▶ EXERCISE DIRECTIONS:
Collect every line in the items below that contains the string "tower", copying each matching line in full. Treat the match as case-sensitive.

Saved entries:
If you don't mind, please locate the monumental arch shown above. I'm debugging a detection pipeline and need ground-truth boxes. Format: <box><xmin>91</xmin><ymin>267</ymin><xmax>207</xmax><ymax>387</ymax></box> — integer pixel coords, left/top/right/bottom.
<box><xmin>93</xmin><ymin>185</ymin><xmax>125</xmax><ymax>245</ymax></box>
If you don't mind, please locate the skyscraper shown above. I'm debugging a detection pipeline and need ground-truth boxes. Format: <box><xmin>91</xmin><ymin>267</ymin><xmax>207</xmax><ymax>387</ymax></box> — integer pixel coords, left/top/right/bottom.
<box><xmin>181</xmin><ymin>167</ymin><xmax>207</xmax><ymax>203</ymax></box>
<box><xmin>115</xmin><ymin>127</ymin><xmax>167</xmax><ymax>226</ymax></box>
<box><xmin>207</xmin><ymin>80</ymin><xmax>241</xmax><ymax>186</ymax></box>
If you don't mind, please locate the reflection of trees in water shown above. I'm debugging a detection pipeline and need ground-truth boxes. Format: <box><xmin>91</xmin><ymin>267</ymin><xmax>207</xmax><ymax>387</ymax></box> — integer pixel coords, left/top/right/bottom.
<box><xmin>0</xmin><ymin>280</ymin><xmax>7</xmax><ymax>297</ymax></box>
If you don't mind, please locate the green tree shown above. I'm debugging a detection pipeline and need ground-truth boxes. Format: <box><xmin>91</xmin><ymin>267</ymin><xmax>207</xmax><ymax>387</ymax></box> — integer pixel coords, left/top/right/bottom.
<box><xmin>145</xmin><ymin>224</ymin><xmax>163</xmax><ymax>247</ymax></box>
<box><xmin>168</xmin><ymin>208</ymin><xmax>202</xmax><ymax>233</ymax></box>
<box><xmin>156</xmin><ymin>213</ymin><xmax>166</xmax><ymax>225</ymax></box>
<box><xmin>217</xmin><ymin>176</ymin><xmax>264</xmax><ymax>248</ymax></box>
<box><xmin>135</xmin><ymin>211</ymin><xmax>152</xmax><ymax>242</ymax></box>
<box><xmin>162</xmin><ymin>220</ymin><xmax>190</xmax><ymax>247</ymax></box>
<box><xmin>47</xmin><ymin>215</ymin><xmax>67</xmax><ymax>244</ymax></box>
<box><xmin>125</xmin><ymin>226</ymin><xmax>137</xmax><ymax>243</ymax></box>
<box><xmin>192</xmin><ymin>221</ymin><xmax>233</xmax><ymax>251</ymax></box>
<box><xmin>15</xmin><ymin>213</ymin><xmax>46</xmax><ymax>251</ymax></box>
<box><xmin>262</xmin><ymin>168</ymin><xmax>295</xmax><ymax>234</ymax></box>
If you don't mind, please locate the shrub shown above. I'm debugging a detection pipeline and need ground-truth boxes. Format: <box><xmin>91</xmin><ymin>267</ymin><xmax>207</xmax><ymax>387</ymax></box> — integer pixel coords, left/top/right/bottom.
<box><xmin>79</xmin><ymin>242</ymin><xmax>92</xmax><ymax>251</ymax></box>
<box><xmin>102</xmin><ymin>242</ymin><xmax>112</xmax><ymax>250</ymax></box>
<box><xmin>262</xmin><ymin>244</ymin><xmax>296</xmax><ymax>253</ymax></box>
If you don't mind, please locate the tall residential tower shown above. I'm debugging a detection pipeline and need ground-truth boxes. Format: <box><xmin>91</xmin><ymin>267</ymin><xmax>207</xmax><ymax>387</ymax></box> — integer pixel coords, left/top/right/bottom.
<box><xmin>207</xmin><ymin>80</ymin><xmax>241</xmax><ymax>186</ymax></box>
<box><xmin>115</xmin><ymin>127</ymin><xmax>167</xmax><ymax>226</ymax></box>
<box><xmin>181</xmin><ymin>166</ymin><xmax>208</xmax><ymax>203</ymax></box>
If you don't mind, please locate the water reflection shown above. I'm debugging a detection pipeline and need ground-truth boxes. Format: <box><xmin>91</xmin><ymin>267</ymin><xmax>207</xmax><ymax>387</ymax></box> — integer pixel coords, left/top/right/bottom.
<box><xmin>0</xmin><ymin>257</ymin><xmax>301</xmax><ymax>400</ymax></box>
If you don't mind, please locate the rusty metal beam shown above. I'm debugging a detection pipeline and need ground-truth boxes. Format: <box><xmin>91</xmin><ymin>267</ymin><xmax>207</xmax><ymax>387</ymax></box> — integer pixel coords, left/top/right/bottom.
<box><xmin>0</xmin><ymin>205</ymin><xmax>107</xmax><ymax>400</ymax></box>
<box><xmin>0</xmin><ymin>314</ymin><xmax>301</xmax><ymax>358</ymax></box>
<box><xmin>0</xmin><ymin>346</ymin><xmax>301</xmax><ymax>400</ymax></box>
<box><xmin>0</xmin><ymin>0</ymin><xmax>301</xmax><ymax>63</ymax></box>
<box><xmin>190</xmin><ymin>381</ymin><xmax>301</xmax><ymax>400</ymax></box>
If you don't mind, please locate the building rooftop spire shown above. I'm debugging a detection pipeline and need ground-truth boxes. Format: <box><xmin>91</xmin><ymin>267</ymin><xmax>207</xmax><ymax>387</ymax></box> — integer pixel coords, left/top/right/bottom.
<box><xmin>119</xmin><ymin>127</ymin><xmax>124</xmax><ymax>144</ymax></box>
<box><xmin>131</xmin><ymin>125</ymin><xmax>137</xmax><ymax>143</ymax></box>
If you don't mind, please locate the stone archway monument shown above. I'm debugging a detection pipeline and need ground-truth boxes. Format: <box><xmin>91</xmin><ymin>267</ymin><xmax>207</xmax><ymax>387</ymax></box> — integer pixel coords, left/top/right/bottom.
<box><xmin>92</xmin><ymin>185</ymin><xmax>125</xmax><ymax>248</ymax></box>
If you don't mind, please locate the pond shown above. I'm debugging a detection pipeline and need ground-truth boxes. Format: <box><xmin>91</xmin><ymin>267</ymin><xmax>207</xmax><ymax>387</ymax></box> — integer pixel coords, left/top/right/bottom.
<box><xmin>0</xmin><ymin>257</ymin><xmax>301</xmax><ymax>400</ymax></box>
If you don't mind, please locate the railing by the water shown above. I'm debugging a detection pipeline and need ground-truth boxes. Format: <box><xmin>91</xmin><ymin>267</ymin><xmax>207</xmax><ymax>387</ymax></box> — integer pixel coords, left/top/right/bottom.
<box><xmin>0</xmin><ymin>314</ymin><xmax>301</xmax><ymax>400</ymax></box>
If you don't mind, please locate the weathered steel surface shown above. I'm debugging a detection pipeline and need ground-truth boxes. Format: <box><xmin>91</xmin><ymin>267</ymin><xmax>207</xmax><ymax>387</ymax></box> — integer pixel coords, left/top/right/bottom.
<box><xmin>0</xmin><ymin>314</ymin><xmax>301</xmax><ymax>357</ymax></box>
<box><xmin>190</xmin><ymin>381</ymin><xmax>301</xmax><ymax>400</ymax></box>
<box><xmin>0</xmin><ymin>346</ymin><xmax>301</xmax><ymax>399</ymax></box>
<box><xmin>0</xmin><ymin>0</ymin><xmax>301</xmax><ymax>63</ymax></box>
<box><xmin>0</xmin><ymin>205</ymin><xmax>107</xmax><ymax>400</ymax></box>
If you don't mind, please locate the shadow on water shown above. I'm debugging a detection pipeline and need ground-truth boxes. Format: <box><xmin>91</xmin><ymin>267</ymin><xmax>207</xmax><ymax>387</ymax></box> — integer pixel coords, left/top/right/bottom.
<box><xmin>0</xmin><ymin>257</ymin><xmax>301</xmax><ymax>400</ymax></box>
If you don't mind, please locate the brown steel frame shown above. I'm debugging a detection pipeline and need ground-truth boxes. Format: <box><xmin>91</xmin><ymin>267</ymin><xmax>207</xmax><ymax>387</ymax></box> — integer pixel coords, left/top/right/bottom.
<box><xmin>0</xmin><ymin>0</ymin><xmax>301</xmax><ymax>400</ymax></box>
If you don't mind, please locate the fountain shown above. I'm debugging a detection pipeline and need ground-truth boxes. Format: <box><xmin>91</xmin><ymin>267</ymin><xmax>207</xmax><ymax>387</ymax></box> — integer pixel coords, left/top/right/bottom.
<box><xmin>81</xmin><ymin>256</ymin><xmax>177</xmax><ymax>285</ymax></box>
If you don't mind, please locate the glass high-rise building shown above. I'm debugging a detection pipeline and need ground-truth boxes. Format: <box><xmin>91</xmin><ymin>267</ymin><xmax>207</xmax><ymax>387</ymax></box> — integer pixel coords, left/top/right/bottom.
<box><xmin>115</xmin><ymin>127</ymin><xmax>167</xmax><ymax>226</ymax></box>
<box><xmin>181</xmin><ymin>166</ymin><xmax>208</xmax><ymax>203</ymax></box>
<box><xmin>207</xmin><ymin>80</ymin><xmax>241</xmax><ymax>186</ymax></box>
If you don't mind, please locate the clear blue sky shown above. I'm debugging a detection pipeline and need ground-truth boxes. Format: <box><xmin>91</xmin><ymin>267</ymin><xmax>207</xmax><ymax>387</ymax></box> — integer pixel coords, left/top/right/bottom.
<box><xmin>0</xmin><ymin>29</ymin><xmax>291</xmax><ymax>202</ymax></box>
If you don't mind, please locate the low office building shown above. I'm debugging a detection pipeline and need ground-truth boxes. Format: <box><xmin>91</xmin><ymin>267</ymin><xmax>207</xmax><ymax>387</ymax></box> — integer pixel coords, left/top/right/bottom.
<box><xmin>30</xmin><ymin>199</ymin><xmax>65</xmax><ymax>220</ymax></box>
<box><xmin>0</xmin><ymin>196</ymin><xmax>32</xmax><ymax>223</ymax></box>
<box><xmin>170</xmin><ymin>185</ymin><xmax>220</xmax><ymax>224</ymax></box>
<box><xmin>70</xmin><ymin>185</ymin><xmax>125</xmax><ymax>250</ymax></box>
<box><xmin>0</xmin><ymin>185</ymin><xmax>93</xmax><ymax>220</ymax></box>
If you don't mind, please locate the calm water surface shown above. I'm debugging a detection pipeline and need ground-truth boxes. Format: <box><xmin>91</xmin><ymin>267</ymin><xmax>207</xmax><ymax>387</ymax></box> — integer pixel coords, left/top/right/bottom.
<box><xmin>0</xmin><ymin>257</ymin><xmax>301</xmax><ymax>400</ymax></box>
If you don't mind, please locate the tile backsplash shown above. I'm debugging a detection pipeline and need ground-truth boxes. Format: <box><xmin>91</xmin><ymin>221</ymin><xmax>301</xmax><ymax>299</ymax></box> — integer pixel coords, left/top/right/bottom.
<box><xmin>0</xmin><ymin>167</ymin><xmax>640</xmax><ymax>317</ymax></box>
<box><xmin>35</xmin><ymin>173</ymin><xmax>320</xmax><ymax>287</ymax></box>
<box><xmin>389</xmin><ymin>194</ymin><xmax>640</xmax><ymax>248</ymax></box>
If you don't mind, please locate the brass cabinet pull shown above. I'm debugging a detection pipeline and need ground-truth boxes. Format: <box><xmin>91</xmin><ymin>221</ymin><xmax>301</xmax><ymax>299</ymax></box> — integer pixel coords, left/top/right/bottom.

▶ RESULT FOR THIS EXERCISE:
If you don't mind, please locate the tall residential tower shown above. I'm debugging a detection pipeline and need ground-truth boxes. Format: <box><xmin>91</xmin><ymin>267</ymin><xmax>207</xmax><ymax>387</ymax></box> — integer pixel coords, left/top/right/bottom.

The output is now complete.